YOUR OBJECTIVE:
Can you convert the entries below into a Markdown table with the columns "Row" and "Entry line", starting with the line that contains "Query: tall green grass" and continuing through the last line of the entries, with one line per row and blank lines omitted?

>>>>

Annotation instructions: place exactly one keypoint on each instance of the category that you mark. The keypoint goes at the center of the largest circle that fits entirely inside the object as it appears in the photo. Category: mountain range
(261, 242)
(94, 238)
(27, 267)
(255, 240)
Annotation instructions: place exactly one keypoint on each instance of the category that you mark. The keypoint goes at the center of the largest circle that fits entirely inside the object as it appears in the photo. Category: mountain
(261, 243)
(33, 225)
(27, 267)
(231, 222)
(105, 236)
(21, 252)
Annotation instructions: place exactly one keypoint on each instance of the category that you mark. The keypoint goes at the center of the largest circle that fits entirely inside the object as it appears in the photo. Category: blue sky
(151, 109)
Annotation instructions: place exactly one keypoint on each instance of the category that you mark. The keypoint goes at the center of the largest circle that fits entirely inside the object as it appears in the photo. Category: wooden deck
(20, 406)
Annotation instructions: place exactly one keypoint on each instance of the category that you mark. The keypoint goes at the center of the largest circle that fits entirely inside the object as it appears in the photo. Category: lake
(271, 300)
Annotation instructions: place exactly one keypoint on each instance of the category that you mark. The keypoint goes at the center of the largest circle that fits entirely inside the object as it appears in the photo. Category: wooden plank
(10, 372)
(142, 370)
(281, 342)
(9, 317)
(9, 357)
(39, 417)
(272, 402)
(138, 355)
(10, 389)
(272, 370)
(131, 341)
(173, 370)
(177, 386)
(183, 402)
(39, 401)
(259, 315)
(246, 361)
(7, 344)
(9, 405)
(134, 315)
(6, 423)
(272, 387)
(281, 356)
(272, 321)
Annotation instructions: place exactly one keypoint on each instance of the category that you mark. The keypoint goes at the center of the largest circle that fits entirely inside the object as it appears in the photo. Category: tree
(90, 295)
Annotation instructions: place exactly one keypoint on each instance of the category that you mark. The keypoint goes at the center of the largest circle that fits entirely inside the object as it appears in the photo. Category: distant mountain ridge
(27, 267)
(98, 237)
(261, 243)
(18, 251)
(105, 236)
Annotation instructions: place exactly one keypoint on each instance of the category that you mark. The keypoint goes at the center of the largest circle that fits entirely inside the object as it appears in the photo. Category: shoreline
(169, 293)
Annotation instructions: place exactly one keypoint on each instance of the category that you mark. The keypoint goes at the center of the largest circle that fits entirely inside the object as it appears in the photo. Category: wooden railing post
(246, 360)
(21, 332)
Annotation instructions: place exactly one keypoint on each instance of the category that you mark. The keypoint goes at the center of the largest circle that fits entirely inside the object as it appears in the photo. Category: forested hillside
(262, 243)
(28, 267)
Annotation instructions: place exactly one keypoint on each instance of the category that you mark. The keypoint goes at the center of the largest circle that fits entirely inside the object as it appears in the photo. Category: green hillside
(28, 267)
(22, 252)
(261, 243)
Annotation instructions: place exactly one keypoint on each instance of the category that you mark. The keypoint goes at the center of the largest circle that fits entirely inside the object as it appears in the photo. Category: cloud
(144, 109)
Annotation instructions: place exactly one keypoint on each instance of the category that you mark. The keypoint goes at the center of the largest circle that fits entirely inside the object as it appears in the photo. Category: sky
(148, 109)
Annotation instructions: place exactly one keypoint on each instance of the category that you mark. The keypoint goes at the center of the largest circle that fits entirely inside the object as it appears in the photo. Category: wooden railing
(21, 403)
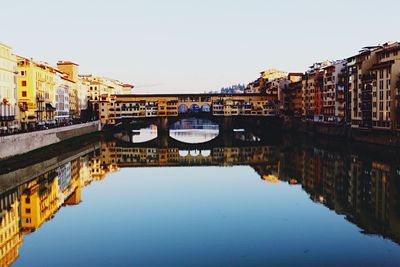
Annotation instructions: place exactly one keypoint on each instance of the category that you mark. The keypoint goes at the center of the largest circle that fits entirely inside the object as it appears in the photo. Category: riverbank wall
(13, 145)
(345, 132)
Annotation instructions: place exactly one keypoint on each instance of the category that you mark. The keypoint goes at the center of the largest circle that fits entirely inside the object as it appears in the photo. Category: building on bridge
(115, 108)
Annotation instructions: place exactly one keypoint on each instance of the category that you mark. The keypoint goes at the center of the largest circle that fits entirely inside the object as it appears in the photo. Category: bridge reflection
(365, 190)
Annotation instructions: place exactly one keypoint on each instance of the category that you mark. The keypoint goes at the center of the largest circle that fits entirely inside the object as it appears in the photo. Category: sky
(177, 46)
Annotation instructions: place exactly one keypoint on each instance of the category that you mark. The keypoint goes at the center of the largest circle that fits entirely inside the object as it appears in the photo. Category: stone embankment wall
(17, 144)
(371, 136)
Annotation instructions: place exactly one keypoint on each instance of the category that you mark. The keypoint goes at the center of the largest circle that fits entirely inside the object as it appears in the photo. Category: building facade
(8, 91)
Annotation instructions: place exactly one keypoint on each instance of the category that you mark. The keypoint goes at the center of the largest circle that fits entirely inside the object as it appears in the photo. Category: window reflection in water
(364, 190)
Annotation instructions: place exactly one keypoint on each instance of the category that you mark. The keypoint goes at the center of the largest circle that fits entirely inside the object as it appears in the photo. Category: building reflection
(363, 190)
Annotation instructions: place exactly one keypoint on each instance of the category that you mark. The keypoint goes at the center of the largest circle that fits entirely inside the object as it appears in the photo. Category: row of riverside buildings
(362, 91)
(35, 94)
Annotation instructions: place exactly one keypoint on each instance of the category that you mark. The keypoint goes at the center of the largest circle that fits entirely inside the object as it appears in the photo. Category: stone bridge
(117, 109)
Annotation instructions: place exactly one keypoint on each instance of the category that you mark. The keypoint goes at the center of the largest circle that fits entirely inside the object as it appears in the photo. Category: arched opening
(194, 131)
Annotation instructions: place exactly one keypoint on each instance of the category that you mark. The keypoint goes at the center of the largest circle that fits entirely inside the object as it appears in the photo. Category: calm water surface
(243, 204)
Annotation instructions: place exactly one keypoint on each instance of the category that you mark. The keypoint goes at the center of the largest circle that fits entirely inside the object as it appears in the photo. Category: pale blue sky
(182, 46)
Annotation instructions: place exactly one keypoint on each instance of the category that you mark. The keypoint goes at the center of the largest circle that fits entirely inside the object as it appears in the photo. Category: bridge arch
(194, 108)
(183, 153)
(183, 108)
(206, 108)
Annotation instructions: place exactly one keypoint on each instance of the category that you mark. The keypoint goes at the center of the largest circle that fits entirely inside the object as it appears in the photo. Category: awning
(50, 107)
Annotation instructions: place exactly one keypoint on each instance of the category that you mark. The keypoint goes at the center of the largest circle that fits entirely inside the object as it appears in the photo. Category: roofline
(183, 95)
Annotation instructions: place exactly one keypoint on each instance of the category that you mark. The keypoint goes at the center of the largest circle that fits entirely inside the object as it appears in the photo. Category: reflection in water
(243, 135)
(363, 190)
(194, 131)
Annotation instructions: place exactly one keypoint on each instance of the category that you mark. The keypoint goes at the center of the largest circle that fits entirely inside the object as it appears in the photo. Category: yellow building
(36, 91)
(71, 69)
(8, 91)
(271, 74)
(83, 94)
(39, 201)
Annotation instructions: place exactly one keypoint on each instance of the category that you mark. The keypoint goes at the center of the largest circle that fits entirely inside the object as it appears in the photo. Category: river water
(205, 199)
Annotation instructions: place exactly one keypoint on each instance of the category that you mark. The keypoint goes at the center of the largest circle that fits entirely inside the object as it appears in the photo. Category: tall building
(63, 86)
(71, 69)
(333, 101)
(36, 92)
(83, 96)
(360, 100)
(8, 91)
(385, 76)
(373, 84)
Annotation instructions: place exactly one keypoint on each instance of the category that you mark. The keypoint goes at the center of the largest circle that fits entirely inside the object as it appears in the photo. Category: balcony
(7, 118)
(368, 77)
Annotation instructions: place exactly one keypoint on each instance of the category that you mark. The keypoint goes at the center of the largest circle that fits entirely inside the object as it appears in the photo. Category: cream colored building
(8, 90)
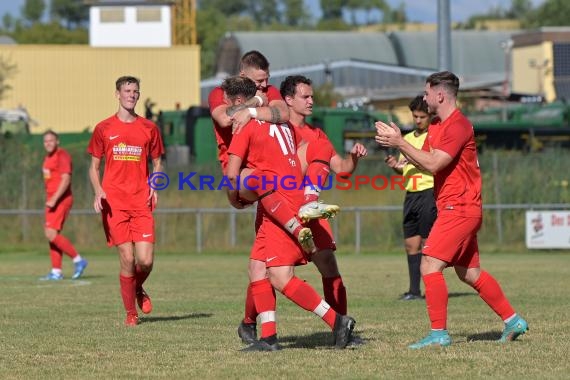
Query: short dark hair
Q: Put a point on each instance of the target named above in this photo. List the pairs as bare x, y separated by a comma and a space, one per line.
126, 79
239, 86
418, 104
51, 132
446, 79
289, 85
254, 60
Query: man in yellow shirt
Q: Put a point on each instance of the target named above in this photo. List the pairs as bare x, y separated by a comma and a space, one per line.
419, 205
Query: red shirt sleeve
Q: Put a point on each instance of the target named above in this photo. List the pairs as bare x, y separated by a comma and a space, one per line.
453, 139
216, 98
273, 94
96, 147
156, 145
240, 142
64, 162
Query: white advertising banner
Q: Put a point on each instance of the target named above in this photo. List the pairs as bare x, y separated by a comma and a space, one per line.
548, 229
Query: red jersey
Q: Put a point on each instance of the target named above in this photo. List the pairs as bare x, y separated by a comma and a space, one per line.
310, 134
457, 187
56, 164
126, 148
224, 135
271, 149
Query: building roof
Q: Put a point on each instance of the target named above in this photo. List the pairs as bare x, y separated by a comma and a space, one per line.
473, 52
292, 49
107, 3
373, 64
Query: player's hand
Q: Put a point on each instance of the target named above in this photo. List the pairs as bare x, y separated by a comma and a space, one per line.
152, 199
239, 120
358, 150
97, 203
391, 161
263, 97
387, 135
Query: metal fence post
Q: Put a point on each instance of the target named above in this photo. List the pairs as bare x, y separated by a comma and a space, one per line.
357, 230
232, 228
199, 231
496, 188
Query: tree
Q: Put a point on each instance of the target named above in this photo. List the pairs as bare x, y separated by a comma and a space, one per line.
73, 12
7, 70
332, 9
550, 13
225, 7
33, 10
295, 13
519, 9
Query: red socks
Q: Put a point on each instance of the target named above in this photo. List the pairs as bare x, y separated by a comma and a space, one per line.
263, 295
490, 291
306, 297
64, 245
56, 256
335, 294
436, 299
140, 277
128, 289
250, 310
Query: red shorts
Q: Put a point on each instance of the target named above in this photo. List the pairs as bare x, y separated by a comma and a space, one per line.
274, 246
322, 234
122, 226
223, 158
453, 239
55, 217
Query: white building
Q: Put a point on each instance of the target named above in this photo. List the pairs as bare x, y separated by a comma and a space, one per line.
130, 23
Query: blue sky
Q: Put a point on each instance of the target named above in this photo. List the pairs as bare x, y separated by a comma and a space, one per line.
417, 10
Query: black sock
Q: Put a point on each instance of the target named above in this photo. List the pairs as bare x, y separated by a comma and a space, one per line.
414, 262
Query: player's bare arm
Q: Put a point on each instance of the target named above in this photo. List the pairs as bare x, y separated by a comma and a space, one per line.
153, 196
256, 101
276, 112
61, 188
390, 136
96, 183
395, 164
348, 164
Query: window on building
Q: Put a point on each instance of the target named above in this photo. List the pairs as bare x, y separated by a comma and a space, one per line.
114, 14
148, 14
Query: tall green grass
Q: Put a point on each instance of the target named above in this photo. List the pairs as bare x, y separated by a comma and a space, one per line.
73, 329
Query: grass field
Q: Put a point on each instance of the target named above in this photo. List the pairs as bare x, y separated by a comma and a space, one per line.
74, 329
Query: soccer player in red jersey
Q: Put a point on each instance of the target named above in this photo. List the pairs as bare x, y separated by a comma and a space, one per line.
297, 91
227, 118
124, 198
266, 105
450, 153
59, 200
272, 149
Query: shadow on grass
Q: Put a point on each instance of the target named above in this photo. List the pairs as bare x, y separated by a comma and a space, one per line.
488, 336
461, 294
316, 340
175, 317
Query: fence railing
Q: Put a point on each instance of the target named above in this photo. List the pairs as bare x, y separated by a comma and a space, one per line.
355, 228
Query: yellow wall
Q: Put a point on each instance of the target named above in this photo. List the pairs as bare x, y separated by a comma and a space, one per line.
527, 79
71, 88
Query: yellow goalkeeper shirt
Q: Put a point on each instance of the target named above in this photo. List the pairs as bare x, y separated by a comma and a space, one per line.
423, 180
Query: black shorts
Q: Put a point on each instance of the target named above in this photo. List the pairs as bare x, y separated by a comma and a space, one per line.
419, 213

<<<<

COMPLETED EXERCISE:
| Row | Entry line |
|---|---|
| 1 | Query: tall green grass |
| 2 | Q: Put a point on each instance of the target named above in this photo. List the pairs as bare x, y separated by a comma and a space, one per line. |
| 3 | 73, 329 |
| 4 | Query: grass field |
| 5 | Q: Put a point on each instance of the target named above in this photo. List the pairs as bare x, y separated by a comma and a space, one per line. |
| 6 | 74, 329 |
| 7 | Query: soccer player in red jersey |
| 8 | Q: Put a point on each instance of the target named above in this photo. List the pairs as bare x, y separated by a comma and a space, one per line. |
| 9 | 297, 91 |
| 10 | 227, 118 |
| 11 | 124, 198 |
| 12 | 266, 105 |
| 13 | 450, 153 |
| 14 | 59, 200 |
| 15 | 272, 149 |
| 16 | Query: shadow on grass |
| 17 | Q: Put a point on each instance of the target named above in this photo. List the pairs as bare x, y separated by a comma and a space, one per line. |
| 18 | 488, 336 |
| 19 | 461, 294 |
| 20 | 316, 340 |
| 21 | 175, 317 |
| 22 | Query: fence railing |
| 23 | Q: Put a point on each instance of the target named above in this photo. List the pairs as bare x, y separated by a comma and a space, one per line. |
| 24 | 355, 228 |
| 25 | Query: yellow wall |
| 26 | Q: Put a point on each instance of the target named above in this photo. List the pairs as bare x, y separated by a comma and a space, one per line. |
| 27 | 527, 79 |
| 28 | 71, 88 |
| 29 | Query: yellow goalkeeper shirt |
| 30 | Q: Put a point on each instance of the target named above in this photo. List the pairs as bare x, y separated by a comma and a space, one per line. |
| 31 | 423, 180 |
| 32 | Query: black shorts |
| 33 | Q: Put a point on each instance of the target named above in this photo. List the pairs as bare x, y separated by a comma and a space, one per line. |
| 34 | 419, 213 |